> [Directive a] Filter the records below and copy every line that contains the string "hose". Matching is case-sensitive.

What is Friedrich Wilhelm to do? Seek justice for himself by his 80,000 men and the iron ramrods? Apparently he will not get it otherwise. He is loath to begin that terrible game. If indeed Europe do take fire, as is likely at Seville or elsewhere—But in the meanwhile how happy if negotiation would but serve! Alas, and if the Kaiser, England; Holland and the others, could be brought to guarantee me,—as indeed they should (to avoid a CASUS BELLI), and some of them have said they will! Friedrich Wilhelm tried this Julich-and-Berg Problem by the pacific method, all his life; strenuously, and without effect. Result perhaps was coming nevertheless; at the distance of another hundred years!—One thing I know: whatever rectitude and patience, whatever courage, perseverance, or other human virtue he has put into this or another matter, is not lost; not it nor any fraction of it, to Friedrich Wilhelm and his sons' sons; but will well avail him and them, if not soon, then later, if not in Berg and Julich, then in some other quarter of the Universe, which is a wide Entity and a long-lived! Courage, your Majesty!

So stand matters as Friedrich Wilhelm journeys towards Mannheim: human politeness will have to cloak well, and keep well down, a good many prickly points in the visit ahead. Alas, poor Friedrich Wilhelm has got other matter to think of, by the time we arrive in Mannheim.

CATASTROPHE ON JOURNEY HOMEWARDS

The Royal Party, quitting Ludwigsburg,—on Thursday, 3d August, 1730, some hours after dinner, as I calculate it,—had but a rather short journey before them: journey to a place called Sinzheim, some fifty or sixty miles; a long way short of Heidelberg; the King's purpose being to lodge in that dilapidated silent Town of Sinzheim, and leave both Heidelberg and Mannheim, with their civic noises, for the next day's work. Sinzheim, such was the program, as the Prince and others understood it; but by some accident, or on better calculation, it was otherwise decided in the royal mind: not at Sinzheim, intricate decayed old Town, shall we lodge to-night, but five or six miles short of it, in the naturally silent Village of Steinfurth, where good clean empty Barns are to be found. Which latter is a favorite method of his Majesty, fond always of free air and the absence of fuss. Shake-downs, a temporary cooking apparatus, plenty of tobacco, and a tub to wash in: this is what man requires, and this without difficulty can be got. His Majesty's tastes are simple; simple, and yet good and human. Here is a small Royal Order, which I read once, and ever since remember,—though the reference is now blown away, and lost in those unindexed Sibylline Farragos, the terror of human nature;—let us copy it from memory, till some deliverer arise with finger on page. [Probably in Rodenbeck's Beitrage,—but long sad searching there, and elsewhere, proves unavailing at present. Historical Farragos without INDEX; a hundred, or several hundred, blind sacks of Historical clippings, generally authentic too if useless, and not the least scrap of LABEL on them:—are not these a handy article!] "At Magdeburg, on this Review-Journey, have dinner for me, under a certain Tree you know of, outside the ramparts." Dinner of one sound portion solid, one ditto liquid, of the due quality; readied honestly,—and to be eaten under a shady Tree; on the Review-ground itself, with the summer sky over one's head. Could Jupiter Tonans, had he been travelling on business in those parts, have done better with his dinner?—

"At Sinzheim?" thinks his Royal Highness; and has spoken privily to the Page Keith. To glide out of their quarters there, in that waste negligent old Town (where post-horses can be had), in the gray of the summer's dawn? Across the Rhine to Speyer is but three hours riding; thence to Landau, into France, into—? Enough, Page Keith has undertaken to get horses, and the flight shall at last be. Husht, husht. To-morrow morning, before the sparrow wake, it is our determination to be upon the road!

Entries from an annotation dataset
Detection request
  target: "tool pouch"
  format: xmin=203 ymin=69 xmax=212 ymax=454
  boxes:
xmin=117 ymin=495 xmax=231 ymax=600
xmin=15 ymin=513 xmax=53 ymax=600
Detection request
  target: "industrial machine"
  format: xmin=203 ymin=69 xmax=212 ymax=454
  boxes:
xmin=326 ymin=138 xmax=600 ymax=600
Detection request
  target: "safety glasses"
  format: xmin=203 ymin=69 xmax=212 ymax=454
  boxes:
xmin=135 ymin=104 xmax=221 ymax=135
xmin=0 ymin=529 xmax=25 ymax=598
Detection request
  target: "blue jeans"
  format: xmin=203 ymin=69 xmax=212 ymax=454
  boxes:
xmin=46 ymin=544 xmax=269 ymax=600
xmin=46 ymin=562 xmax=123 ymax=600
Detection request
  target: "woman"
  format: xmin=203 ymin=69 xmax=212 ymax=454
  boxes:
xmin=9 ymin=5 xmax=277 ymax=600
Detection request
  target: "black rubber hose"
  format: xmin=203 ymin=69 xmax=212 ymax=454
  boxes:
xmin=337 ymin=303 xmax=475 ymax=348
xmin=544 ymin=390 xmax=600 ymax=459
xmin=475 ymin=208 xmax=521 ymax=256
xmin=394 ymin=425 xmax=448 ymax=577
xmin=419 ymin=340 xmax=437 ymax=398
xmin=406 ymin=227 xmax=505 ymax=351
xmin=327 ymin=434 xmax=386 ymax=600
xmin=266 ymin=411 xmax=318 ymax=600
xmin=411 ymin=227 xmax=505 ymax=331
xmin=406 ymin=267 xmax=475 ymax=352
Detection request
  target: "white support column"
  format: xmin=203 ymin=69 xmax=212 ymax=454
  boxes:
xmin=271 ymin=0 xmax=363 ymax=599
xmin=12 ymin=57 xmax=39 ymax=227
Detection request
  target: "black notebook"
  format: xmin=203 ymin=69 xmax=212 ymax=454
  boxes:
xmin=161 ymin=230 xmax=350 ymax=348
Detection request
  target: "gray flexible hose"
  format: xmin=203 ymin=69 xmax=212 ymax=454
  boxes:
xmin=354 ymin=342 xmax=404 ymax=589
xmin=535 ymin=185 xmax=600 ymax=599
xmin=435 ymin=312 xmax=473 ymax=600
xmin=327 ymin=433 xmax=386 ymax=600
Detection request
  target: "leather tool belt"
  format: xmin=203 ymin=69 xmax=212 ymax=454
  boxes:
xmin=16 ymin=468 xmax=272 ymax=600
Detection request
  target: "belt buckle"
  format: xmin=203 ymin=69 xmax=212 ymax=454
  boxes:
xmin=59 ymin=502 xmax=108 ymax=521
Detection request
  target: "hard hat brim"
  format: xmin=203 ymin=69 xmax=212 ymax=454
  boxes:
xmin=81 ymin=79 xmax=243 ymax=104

> [Directive b]
Answer these questions from the excerpt on Friedrich Wilhelm's journey, one per line:
(i) How many men does the excerpt say Friedrich Wilhelm has?
(ii) In which village did the King decide to lodge instead of Sinzheim?
(iii) How long is the ride across the Rhine to Speyer?

> [Complete answer a]
  target: "black rubber hose"
  target: "gray flexible hose"

> [Complete answer b]
(i) 80,000 men
(ii) Steinfurth
(iii) Three hours